▶ **JOB**: Render every line of the items below as a Markdown table with the columns "No." and "Text", where "No." holds the row number and "Text" holds the line. Omit blank lines.

▶ **INFORMATION PROVIDED**:
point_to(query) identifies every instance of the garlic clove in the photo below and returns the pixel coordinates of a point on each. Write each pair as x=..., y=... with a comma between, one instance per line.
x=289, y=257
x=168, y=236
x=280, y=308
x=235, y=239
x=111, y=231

▶ **WRITTEN SOLUTION**:
| No. | Text |
|---|---|
| 1 | point_to(query) identifies every instance of the garlic clove in the photo below and returns the pixel coordinates of a point on each. Write each pair as x=..., y=... with a comma between, one instance per line. |
| 2 | x=289, y=257 |
| 3 | x=168, y=236 |
| 4 | x=280, y=308 |
| 5 | x=235, y=239 |
| 6 | x=111, y=231 |